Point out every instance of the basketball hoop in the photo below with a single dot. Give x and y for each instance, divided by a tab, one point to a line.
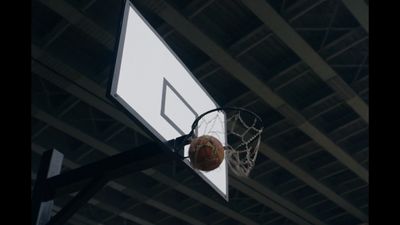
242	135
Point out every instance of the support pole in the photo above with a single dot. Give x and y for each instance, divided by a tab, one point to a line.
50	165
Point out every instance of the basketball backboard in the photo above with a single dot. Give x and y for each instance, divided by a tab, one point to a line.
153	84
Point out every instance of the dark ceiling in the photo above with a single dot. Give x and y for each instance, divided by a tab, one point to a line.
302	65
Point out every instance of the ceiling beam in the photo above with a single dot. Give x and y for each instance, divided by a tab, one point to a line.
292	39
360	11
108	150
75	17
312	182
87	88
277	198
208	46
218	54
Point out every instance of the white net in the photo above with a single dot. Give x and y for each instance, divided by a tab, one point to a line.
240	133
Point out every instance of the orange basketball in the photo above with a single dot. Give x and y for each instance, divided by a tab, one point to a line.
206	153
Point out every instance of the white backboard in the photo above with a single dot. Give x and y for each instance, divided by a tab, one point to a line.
---
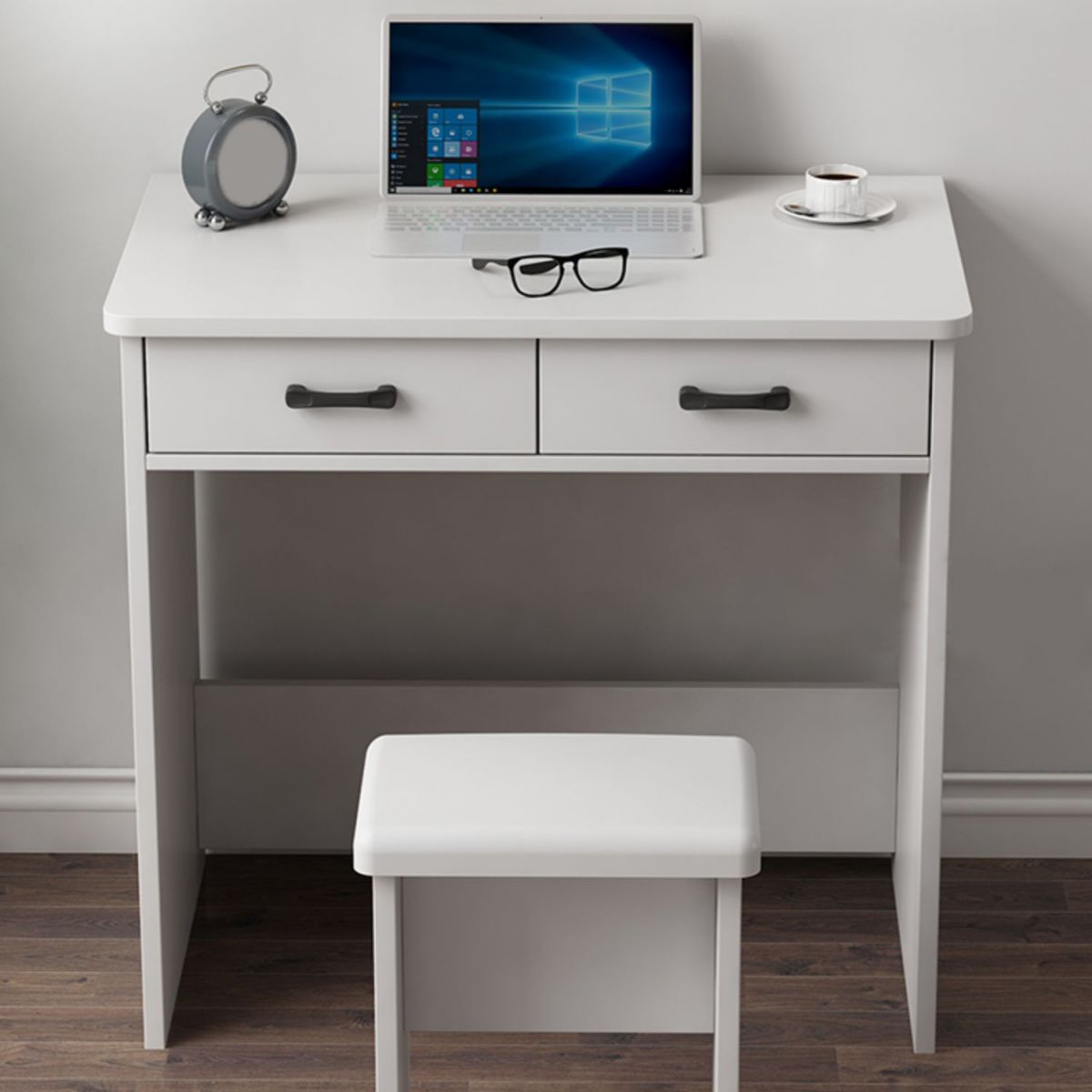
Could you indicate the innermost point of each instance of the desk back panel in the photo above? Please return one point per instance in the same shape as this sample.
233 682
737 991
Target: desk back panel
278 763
--
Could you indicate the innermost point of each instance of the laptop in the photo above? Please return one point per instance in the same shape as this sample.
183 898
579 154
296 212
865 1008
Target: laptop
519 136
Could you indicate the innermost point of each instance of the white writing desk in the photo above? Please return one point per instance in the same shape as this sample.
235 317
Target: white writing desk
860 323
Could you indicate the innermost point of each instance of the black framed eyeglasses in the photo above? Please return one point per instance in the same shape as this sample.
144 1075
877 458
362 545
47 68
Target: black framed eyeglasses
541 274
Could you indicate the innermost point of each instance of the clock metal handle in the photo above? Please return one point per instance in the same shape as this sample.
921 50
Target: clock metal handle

• Description of the task: How many lines in the listing above contain the string "ceiling"? Reply with the number alone.

• Correct result: 2